Alla ricerca della flessibilità

Quest’articolo sul tele-lavoro, capita proprio a pennello.
Già perché qualche tempo fa ho avuto modo di parlare con il mio datore di lavoro della questione lavoro da casa e/o flessibilità.
 
Dopo essere diventata mamma, una serie di domande sulla gestione del lavoro e della famiglia si sono affollate nelle mia testa. In primis: come riuscire a crescere mia figlia nel periodo più delicato della sua vita se passo 9 ore in ufficio e lei all’asilo nido. Partendo dal fatto che non voglio rinunciare al mio lavoro, perché mi piace e ci tengo e, allo stesso tempo, non vorrei “parcheggiare” mia figlia in un asilo nido, mi sono informata per capire quali fossero le possibilità di lavorare da casa. Sulla carta ci sono tutte: esiste una normativa ad hoc in Italia (incredibile ma vero) che prevede il telelavoro a seguito di un accordo bilaterale tra dipendente e datore di lavoro. Il governo prevede anche degli incentivi fiscali agli imprenditori che attuano questo tipo di contratto.

## [Esercizi]
**1.** Rispondi a queste domande sul testo sul telelavoro:
(a) Quante ore in ufficio indica chi scrive?
(b) A seguito di che cosa la normativa italiana prevede il telelavoro?
(c) Che cosa prevede il governo per gli imprenditori che attuano questo tipo di contratto?
**2.** Puoi stampare alla lettera il passo del testo sul telelavoro che va da "Dopo essere diventata" fino a "tipo di contratto." compreso?

## [Materiale raccolto]
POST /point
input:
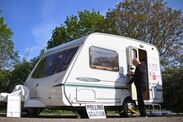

## [Soluzioni]
**1.**
(a) 9 ore.
(b) A seguito di un accordo bilaterale tra dipendente e datore di lavoro.
(c) Degli incentivi fiscali.

**2.**
Dopo essere diventata mamma, una serie di domande sulla gestione del lavoro e della famiglia si sono affollate nelle mia testa. In primis: come riuscire a crescere mia figlia nel periodo più delicato della sua vita se passo 9 ore in ufficio e lei all’asilo nido. Partendo dal fatto che non voglio rinunciare al mio lavoro, perché mi piace e ci tengo e, allo stesso tempo, non vorrei “parcheggiare” mia figlia in un asilo nido, mi sono informata per capire quali fossero le possibilità di lavorare da casa. Sulla carta ci sono tutte: esiste una normativa ad hoc in Italia (incredibile ma vero) che prevede il telelavoro a seguito di un accordo bilaterale tra dipendente e datore di lavoro. Il governo prevede anche degli incentivi fiscali agli imprenditori che attuano questo tipo di contratto.